RAW RECORDS »

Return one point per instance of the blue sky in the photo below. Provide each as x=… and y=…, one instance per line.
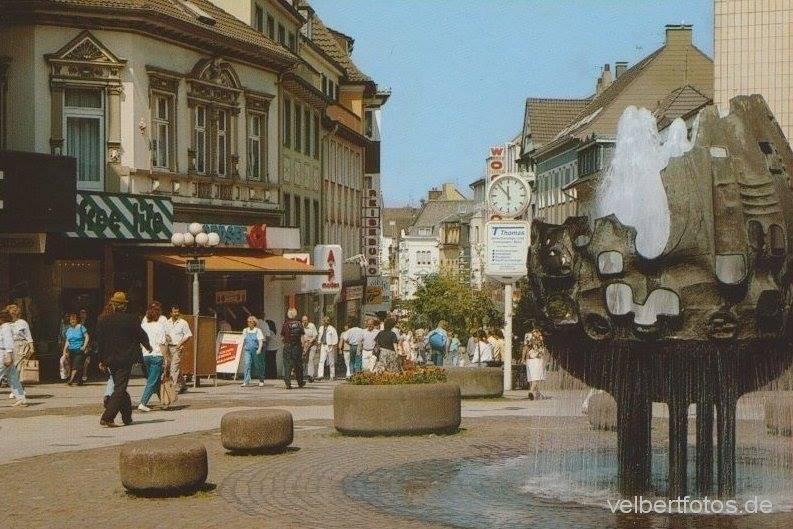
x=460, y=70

...

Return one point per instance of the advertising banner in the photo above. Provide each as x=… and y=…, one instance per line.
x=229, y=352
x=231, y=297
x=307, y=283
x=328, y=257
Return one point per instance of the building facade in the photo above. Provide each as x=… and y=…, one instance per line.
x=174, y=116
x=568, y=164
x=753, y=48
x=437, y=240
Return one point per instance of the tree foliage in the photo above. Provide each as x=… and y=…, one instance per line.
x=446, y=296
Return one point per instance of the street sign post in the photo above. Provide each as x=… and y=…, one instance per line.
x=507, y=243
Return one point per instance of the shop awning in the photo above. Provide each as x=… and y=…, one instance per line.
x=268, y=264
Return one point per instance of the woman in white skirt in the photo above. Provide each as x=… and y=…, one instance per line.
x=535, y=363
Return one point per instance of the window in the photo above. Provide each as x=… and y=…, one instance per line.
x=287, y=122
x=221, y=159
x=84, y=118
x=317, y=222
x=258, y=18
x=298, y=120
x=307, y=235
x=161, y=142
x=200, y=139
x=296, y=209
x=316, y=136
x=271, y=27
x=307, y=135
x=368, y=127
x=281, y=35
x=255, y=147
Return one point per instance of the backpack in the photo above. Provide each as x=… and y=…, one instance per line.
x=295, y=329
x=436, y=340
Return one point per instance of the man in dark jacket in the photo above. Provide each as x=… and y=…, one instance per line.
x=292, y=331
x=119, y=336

* * *

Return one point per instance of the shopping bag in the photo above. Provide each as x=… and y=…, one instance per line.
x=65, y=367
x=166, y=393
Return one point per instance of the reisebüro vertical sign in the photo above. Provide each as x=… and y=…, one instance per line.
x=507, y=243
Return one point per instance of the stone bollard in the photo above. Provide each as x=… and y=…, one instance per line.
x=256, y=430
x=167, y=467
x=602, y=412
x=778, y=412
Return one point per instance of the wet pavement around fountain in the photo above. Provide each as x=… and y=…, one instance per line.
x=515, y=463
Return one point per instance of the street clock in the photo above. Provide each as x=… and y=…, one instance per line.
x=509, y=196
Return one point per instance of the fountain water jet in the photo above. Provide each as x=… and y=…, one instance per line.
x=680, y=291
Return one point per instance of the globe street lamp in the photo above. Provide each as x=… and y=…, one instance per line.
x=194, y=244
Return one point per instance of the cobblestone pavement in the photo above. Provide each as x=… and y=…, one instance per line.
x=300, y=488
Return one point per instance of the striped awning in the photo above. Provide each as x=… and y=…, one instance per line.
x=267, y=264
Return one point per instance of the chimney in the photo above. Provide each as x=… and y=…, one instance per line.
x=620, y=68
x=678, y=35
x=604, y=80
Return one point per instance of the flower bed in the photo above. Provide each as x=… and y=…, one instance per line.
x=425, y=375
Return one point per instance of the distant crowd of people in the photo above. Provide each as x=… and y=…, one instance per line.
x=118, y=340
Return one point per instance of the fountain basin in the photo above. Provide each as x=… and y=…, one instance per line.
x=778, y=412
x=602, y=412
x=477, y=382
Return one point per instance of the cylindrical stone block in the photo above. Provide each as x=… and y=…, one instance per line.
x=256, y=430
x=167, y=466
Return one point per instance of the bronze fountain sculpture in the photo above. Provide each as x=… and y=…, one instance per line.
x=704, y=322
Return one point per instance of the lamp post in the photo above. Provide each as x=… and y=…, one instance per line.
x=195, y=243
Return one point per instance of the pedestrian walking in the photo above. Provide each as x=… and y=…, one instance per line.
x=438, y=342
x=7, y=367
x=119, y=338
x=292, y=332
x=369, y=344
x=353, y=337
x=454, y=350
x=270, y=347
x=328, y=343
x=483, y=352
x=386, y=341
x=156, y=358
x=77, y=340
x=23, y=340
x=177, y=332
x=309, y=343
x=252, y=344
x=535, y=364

WHAT NEEDS TO BE DONE » Reproduce the rows from the line with "Return one point per instance of the woman" up to and including the line with "x=119, y=336", with requests included unchanged and only those lines. In each answer, multiply every x and y coordinate by 0.3 and round to whole numbers, with halves rounded up.

FULL OUTPUT »
Return one point per instance of the woman in white skirt in the photo above. Provide each as x=… and y=…, one instance per line.
x=161, y=109
Return one point per instance of the window in the photo above. Provide each as x=… and y=…, one instance per line.
x=86, y=37
x=66, y=48
x=25, y=35
x=95, y=67
x=77, y=5
x=89, y=36
x=92, y=71
x=48, y=43
x=60, y=42
x=89, y=63
x=95, y=41
x=81, y=8
x=92, y=41
x=110, y=38
x=84, y=11
x=77, y=44
Return one point per instance of the backpack in the photo above. Provide each as x=… and y=…, one instance per line.
x=89, y=99
x=131, y=102
Return one point per instance of the man in dark jacket in the photo above. Provide each as x=… and y=…, one instance per line.
x=88, y=99
x=36, y=101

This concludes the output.